◆ EXERCISE PROMPT
Please quote the whole text on the Community strategy concerning mercury, word for word.

◆ TEXT EXCERPT
--- START ---

Community strategy concerning mercury
The European Parliament adopted a resolution based on the own-initiative report drafted by Marios MATSAKIS (ALDE, CY) on mercury. It stated that mercury contamination is a widespread, persistent and diffuse problem, transported across international boundaries far from its sources, contaminating both the European and global food supplies. The Community Strategy on mercury proposed by the Commission is an important contribution to tackling this global threat, but further binding measures need to be taken at international and EU level in order to protect human health and the environment. Parliament also pointed out that 12 000 tonnes of mercury in the EU mercury-cell chlor-alkali industry - the biggest holding of mercury in the EU - is destined for decommissioning pursuant to PARCOM Decision 90/3. The EU needs to act urgently to phase out the exports of this surplus mercury in order to avoid environmental damage in third countries, in particular because EU mercury exports encourage the highly polluting use of mercury in gold mining.

--- END ---

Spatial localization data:
--- START ---

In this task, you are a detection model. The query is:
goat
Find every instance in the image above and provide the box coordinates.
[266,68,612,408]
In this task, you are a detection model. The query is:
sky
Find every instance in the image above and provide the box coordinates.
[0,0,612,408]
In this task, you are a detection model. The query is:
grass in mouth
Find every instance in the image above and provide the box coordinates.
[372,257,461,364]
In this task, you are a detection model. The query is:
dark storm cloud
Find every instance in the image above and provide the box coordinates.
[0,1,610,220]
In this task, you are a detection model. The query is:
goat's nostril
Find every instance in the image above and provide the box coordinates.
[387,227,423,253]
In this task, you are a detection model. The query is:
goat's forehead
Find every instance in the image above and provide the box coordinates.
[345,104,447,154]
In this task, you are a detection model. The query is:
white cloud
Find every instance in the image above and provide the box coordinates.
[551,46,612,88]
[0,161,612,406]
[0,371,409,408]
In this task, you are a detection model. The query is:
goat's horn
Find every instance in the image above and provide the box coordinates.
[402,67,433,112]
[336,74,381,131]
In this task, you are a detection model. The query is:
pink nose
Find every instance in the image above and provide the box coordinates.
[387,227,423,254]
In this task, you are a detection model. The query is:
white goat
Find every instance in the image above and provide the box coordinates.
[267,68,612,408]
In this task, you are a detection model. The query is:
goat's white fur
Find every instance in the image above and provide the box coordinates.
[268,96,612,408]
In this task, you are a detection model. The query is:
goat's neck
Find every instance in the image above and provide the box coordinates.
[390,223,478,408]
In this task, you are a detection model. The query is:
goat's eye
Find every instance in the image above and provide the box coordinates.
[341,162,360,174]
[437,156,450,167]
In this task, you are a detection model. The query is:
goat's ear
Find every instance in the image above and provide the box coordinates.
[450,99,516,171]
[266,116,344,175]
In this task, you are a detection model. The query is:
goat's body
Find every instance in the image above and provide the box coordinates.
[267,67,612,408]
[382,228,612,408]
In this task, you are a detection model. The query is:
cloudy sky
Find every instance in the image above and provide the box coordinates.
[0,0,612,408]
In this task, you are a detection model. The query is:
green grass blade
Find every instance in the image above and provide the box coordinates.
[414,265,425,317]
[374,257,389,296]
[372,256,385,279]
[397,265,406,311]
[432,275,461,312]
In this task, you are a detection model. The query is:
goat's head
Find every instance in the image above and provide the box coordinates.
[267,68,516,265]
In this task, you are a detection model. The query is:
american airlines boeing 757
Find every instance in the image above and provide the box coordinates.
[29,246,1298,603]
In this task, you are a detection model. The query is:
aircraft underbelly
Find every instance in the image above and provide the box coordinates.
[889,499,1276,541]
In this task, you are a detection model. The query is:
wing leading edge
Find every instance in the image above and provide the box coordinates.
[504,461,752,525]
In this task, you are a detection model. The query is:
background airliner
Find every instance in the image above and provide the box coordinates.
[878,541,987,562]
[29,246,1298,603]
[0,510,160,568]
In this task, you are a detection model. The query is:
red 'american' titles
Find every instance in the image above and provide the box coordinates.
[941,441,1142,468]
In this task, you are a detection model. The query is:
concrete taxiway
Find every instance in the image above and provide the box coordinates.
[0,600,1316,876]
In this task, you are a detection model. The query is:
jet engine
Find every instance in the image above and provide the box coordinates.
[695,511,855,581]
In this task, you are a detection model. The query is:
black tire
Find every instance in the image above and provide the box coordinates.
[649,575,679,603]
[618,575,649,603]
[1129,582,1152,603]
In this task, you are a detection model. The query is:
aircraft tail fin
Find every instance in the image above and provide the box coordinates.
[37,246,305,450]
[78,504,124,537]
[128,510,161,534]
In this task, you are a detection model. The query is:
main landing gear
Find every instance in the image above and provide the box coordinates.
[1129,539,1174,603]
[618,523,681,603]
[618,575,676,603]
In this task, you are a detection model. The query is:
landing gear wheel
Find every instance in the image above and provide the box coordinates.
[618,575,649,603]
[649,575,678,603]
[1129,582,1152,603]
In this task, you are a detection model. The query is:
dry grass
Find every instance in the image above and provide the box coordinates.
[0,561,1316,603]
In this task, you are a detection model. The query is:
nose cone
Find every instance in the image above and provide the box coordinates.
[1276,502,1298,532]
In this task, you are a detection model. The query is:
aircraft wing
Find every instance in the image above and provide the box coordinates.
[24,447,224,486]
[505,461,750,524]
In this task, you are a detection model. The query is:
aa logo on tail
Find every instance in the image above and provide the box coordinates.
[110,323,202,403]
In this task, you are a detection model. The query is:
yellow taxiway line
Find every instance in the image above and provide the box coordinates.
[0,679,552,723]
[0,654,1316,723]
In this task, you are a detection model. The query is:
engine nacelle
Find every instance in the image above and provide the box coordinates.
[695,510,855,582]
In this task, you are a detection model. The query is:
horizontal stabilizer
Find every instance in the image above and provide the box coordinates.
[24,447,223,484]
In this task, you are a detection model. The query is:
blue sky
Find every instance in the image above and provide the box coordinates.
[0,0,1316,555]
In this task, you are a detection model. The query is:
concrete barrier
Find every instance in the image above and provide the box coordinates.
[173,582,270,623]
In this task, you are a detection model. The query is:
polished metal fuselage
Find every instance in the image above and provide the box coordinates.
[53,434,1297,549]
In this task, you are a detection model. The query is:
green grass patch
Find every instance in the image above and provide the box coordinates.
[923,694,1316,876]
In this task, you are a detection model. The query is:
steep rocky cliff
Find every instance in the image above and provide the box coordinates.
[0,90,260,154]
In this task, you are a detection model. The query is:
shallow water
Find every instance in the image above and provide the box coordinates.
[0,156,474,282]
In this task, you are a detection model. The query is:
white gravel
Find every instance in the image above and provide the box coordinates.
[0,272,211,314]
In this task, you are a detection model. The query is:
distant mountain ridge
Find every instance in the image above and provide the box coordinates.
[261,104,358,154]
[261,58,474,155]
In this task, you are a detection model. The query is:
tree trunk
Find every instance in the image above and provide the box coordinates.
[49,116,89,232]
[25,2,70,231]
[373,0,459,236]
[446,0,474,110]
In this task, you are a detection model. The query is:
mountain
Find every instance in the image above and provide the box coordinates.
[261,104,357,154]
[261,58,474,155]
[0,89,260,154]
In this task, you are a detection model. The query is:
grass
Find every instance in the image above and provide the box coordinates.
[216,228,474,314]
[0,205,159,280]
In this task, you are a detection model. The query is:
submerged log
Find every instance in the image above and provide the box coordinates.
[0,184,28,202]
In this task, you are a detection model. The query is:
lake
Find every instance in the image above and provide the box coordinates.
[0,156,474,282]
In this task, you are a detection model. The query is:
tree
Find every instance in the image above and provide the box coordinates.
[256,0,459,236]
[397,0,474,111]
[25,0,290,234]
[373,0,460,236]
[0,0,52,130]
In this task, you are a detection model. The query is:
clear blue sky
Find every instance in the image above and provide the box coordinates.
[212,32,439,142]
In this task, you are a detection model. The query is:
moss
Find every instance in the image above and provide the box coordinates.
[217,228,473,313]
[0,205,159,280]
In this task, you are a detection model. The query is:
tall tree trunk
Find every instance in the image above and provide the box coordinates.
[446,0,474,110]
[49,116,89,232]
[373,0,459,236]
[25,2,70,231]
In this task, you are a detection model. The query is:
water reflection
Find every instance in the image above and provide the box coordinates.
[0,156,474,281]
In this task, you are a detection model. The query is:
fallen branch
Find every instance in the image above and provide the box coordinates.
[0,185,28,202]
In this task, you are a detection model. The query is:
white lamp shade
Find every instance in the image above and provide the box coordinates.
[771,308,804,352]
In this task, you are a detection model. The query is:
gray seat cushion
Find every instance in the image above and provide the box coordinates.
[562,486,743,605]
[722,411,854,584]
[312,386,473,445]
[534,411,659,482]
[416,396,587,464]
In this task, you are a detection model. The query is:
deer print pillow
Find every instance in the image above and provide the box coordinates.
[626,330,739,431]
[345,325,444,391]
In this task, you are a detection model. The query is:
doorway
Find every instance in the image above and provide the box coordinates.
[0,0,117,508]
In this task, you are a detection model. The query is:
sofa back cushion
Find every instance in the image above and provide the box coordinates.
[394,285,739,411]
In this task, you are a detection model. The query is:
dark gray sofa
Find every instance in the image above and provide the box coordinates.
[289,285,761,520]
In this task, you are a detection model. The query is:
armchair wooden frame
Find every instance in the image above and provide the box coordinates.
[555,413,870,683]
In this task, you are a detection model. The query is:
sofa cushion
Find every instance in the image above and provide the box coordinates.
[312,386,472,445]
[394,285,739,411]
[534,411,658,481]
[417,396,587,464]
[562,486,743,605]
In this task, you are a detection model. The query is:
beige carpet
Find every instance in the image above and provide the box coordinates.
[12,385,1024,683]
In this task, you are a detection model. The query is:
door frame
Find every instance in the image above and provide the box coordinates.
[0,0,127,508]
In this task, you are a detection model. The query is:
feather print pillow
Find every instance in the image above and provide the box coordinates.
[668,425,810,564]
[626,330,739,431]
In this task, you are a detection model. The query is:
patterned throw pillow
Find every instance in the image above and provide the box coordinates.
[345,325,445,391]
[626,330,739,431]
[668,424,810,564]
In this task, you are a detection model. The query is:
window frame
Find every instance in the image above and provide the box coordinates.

--- END ---

◆ ANSWER SECTION
Community strategy concerning mercury
The European Parliament adopted a resolution based on the own-initiative report drafted by Marios MATSAKIS (ALDE, CY) on mercury. It stated that mercury contamination is a widespread, persistent and diffuse problem, transported across international boundaries far from its sources, contaminating both the European and global food supplies. The Community Strategy on mercury proposed by the Commission is an important contribution to tackling this global threat, but further binding measures need to be taken at international and EU level in order to protect human health and the environment. Parliament also pointed out that 12 000 tonnes of mercury in the EU mercury-cell chlor-alkali industry - the biggest holding of mercury in the EU - is destined for decommissioning pursuant to PARCOM Decision 90/3. The EU needs to act urgently to phase out the exports of this surplus mercury in order to avoid environmental damage in third countries, in particular because EU mercury exports encourage the highly polluting use of mercury in gold mining.